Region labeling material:
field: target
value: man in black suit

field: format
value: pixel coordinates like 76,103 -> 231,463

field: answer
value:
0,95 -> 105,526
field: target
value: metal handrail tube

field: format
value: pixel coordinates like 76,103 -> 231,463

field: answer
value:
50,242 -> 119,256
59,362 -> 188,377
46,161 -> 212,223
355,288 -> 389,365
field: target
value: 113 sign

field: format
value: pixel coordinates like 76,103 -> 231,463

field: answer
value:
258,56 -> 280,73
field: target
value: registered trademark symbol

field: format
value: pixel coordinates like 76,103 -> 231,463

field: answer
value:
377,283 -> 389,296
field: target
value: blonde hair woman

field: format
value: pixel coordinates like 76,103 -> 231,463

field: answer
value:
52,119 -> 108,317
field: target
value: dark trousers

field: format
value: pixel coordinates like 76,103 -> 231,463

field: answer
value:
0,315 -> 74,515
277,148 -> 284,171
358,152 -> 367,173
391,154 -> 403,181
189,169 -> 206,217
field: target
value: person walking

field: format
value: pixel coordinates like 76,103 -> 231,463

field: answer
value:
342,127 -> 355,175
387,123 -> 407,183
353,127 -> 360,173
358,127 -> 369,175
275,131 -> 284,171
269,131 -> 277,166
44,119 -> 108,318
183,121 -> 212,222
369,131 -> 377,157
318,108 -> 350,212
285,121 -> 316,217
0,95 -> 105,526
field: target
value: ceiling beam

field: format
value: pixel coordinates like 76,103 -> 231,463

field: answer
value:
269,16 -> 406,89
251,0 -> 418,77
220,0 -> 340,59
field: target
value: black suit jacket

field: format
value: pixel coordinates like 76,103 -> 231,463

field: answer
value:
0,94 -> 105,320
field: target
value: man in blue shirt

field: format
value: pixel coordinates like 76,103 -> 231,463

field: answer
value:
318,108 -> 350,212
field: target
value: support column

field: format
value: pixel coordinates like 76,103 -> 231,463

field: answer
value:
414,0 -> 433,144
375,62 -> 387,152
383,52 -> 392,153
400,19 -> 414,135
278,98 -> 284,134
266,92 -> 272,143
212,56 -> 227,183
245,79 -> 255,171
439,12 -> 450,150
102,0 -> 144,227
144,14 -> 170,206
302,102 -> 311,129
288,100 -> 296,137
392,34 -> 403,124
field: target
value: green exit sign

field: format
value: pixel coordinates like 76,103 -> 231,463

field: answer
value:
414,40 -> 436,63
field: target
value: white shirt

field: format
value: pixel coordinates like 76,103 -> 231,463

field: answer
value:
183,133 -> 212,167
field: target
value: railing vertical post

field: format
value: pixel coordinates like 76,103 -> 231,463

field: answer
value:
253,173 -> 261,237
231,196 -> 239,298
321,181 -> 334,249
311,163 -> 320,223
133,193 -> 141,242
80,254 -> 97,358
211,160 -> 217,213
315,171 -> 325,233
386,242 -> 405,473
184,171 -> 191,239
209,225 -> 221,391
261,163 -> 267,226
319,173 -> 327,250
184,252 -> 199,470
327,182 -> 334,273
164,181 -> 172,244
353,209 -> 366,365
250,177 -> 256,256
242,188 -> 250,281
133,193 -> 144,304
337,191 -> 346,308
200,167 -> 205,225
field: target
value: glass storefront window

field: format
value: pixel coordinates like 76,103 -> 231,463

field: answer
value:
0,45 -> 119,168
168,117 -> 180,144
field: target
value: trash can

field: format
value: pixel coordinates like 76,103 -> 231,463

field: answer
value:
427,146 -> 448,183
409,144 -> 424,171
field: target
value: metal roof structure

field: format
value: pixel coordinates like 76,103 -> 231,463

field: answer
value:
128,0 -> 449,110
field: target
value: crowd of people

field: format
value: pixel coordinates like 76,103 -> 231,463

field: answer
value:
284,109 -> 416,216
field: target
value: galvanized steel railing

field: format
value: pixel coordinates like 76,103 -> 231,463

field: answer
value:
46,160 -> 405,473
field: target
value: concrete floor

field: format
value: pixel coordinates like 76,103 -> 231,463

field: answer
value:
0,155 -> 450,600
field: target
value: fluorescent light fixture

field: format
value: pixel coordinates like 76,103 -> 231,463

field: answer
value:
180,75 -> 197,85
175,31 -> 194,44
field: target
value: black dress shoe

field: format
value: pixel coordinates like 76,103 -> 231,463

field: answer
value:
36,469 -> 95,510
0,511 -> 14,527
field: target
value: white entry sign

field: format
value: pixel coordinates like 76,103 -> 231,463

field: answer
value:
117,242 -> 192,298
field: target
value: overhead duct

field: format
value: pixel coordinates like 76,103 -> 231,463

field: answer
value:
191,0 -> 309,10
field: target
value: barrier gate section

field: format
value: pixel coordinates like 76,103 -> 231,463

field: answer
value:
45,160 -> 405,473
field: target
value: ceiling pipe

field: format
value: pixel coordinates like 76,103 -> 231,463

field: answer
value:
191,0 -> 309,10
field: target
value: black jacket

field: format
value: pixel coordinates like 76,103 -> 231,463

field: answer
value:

_Given instruction:_ Copy out every line of the material above that contains the string "suit".

_Exercise response:_
value: man in black suit
value: black suit jacket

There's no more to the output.